ÉNONCÉ 1: D'après l'extrait sur la vaccination en zone rurale, quel jour l'ARS a-t-elle renoncé à fermer les centres de Corrèze et de Lubersac ?
ÉNONCÉ 2: Poursuivez l'extrait sur la vaccination en zone rurale au point où il s'arrête.

Dans les campagnes, le sentiment d’être oublié ?
En revanche, dans les campagnes, la colère gronde. Le 3 avril dernier, l’Agence régionale de Santé de Nouvelle-Aquitaine annonçait la fermeture de deux des centres de vaccination du département de la Corrèze situés en zone rurale, déclenchant la colère et l’incompréhension des élus locaux. La raison ? « L’ARS nous a dit que la stratégie est de privilégier les centres qui font au moins 1000 vaccinations par semaine, une règle nationale dictée par des décideurs complètement déconnectés de la réalité » déplore Jean-François Labbat, maire de la commune de Corrèze, l’un des deux centres touchés par cette fermeture avec celui de Lubersac, dans des propos rapportés par France 3 Nouvelle-Aquitaine. Sous la pression des habitants et la détermination des élus, l’ARS a fini par renoncer à la fermeture de ces deux centres le mercredi 7 avril.
Une vaccination en zone rurale d’autant plus délicate que ses habitants cumulent les fragilités et font face, plus que les urbains, à un déficit d’accès au numérique et à une moindre maîtrise des réservations en ligne. « On se rend compte, comme toujours, que ceux qui accumulent plusieurs handicaps, comme par exemple les 15 millions de Français qui sont en difficulté avec tout ce qui relève de la dématérialisation des démarches administratives, sont souvent les mêmes qui accumulent les difficultés pour la mobilité », détaille Dominique Dhumeaux.
Les pharmacies veulent « pallier les faibles volumes de doses AstraZeneca disponibles » avec des vaccins ARNm
Un signe d’espoir est cependant venu de l’Agence européenne du médicament, qui a émis un avis positif le vendredi 26 mars pour le transport et le stockage des flacons du vaccin Pfizer/BioNTech à des températures de congélateurs classiques, soit ceux habituellement utilisés dans les pharmacies -entre -25 et -15°-. Une alternative au stockage jusqu’alors en vigueur, très contraignant avec des températures comprises entre -90 et -60°. Un processus lourd en infrastructures, réservé aux centres de vaccination.
De quoi capitaliser sur le maillage offert par les pharmacies d’officines, qui sont plus de 22 500 en France et souvent l’un des seuls points de contact avec le monde de la santé ? « Sans l’appui du réseau de proximité que constituent les pharmacies d’officine, la campagne XXL du Gouvernement créera une inégalité majeure d’accès aux soins » expliquent la Fédération des pharmaciens d’officine (FSPF) et l’association des maires ruraux de France (AMRF) dans un communiqué diffusé le 31 mars dernier.

DONNÉES FOURNIES:
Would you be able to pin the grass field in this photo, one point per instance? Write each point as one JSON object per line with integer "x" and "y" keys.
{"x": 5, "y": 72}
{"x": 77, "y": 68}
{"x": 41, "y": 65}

CORRIGÉ 1: Le mercredi 7 avril.

CORRIGÉ 2:
Les pharmaciens réclament la possibilité de pouvoir administrer aux volontaires admissibles les vaccins à ARNm, qu’ils s’agissent de Pfizer ou de Moderna, dont les conditions de conservation sont désormais plus aisées. Selon les représentants des pharmacies, les officines sont d’ores et déjà opérationnelles. « Nous sommes prêts à administrer et mettre à disposition des professionnels de santé les vaccins à ARNm, nous avons la compétence et les équipements nécessaires », affirme Philippe Besset, président de la FSPF. Mais le gouvernement semble, pour le moment, encore faire la sourde oreille aux demandes des pharmaciens et des élus ruraux.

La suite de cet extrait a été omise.